→ **What you are asked to do**
Reproduce everything from the line containing "[QA Review Pass] The annotator marked bounding boxes for shadow" down through the end of the listing, with the request and its format sample left unchanged. Scale each bounding-box coordinate in the answer by 0.7, rounding to whole numbers with halves rounded up.

Box-labeled dataset extracts

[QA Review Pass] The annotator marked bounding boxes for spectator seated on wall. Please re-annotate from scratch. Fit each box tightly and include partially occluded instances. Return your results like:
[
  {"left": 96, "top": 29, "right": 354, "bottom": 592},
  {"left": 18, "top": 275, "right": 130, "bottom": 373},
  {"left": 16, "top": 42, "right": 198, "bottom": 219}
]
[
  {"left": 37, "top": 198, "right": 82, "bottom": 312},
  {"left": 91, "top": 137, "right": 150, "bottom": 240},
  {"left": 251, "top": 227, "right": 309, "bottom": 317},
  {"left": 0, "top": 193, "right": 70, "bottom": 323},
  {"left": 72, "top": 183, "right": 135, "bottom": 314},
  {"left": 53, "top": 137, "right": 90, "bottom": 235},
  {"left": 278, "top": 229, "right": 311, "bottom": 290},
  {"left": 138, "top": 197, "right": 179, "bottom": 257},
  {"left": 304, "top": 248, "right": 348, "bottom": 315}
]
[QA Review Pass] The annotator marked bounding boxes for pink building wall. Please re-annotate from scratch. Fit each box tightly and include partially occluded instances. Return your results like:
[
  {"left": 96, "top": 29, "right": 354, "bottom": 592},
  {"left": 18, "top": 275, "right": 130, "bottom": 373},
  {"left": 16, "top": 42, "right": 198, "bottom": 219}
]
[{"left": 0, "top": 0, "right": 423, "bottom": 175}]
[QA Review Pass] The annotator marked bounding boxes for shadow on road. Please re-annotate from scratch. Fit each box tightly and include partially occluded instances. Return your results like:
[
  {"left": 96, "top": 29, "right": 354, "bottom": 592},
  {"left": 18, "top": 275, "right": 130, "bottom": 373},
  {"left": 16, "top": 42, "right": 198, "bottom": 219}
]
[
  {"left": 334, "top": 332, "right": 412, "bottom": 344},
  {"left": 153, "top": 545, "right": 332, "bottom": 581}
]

→ **Result for this exercise**
[QA Review Pass] The annotator marked bounding boxes for shadow on road. Please re-annotate from scratch. Fit each box tightly and include partially occluded instances. Return your results like:
[
  {"left": 96, "top": 29, "right": 354, "bottom": 592},
  {"left": 18, "top": 275, "right": 130, "bottom": 373},
  {"left": 16, "top": 42, "right": 198, "bottom": 219}
]
[
  {"left": 234, "top": 232, "right": 288, "bottom": 241},
  {"left": 107, "top": 382, "right": 232, "bottom": 407}
]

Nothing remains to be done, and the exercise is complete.